-------- Task data
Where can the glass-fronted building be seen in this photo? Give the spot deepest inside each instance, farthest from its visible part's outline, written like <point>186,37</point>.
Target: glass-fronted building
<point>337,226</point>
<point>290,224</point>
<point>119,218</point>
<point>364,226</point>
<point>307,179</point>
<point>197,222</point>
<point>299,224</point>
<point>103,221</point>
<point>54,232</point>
----------------
• _Exercise instructions_:
The full set of records should be duplicated exactly.

• _Result of this exercise_:
Where can the glass-fronted building be seen in this photo? Give the spot deepest inside each instance, farthest from its visible part's outline, written like <point>186,37</point>.
Target: glass-fronted building
<point>337,226</point>
<point>290,224</point>
<point>119,218</point>
<point>364,226</point>
<point>307,179</point>
<point>197,222</point>
<point>299,224</point>
<point>103,221</point>
<point>54,232</point>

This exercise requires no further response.